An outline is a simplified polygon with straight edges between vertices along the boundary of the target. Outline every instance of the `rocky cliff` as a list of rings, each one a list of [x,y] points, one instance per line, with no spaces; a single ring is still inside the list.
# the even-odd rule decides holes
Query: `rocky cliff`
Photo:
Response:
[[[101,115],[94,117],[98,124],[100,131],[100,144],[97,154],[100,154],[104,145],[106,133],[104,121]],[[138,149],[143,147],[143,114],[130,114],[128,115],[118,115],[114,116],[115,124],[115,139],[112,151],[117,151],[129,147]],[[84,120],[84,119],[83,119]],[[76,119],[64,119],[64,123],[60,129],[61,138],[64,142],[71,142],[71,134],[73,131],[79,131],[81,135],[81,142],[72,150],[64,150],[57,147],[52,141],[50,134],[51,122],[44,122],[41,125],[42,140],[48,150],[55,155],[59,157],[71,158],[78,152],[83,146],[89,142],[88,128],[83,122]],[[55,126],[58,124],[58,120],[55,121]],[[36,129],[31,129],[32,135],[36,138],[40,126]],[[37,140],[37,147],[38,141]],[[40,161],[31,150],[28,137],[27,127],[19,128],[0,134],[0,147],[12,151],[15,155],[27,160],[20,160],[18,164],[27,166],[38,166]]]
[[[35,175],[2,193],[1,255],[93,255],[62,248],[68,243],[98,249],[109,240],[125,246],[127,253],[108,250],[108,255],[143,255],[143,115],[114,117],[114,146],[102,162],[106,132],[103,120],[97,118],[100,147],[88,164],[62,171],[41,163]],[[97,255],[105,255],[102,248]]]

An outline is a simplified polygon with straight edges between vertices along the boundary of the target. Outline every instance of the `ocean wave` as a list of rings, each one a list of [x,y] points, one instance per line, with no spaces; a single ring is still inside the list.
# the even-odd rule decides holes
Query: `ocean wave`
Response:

JOB: Make a verbatim copy of every entry shown above.

ANSWER TO THE EXERCISE:
An outline is a simplified polygon with straight edges between vertices along the boundary of the target. Outline every instance of the `rocky cliff` as a list of rings, each one a list of [x,y] points, one instance per line, with no spaces; a single ring is still inside the list.
# the even-odd rule decides holes
Query: `rocky cliff`
Photo:
Response:
[[[101,115],[94,117],[98,124],[100,131],[100,144],[97,154],[100,154],[104,145],[106,133],[104,121]],[[138,149],[143,147],[143,114],[130,114],[128,115],[118,115],[114,116],[115,124],[115,139],[112,151],[117,151],[129,147]],[[84,120],[84,119],[83,119]],[[76,119],[64,119],[64,123],[60,129],[61,138],[64,142],[71,142],[71,134],[73,131],[79,131],[81,135],[81,142],[72,150],[64,150],[57,147],[52,141],[50,134],[51,122],[44,122],[41,125],[42,140],[48,150],[55,155],[59,157],[71,158],[78,152],[83,146],[89,142],[88,128],[83,122]],[[55,126],[58,124],[58,120],[55,121]],[[36,129],[31,129],[32,135],[36,138],[40,126]],[[37,140],[37,147],[38,141]],[[40,161],[31,150],[28,137],[27,127],[19,128],[0,134],[0,147],[12,151],[15,155],[27,160],[20,160],[18,164],[27,166],[38,166]]]
[[[35,175],[2,193],[1,255],[93,255],[62,248],[68,243],[98,249],[109,240],[125,246],[127,253],[108,250],[108,255],[143,255],[143,115],[114,117],[114,146],[102,162],[106,132],[103,120],[97,118],[100,147],[88,164],[62,171],[41,163]],[[97,255],[105,255],[102,248]]]

An outline is a simplified polygon with straight edges between vertices along the boundary of the target. Outline every instance of the `ocean wave` as a list of rings, each one a list of [x,y] points, one instance per line, with no spaces; a single ring is still inside the list.
# the even-odd rule decides holes
Query: `ocean wave`
Response:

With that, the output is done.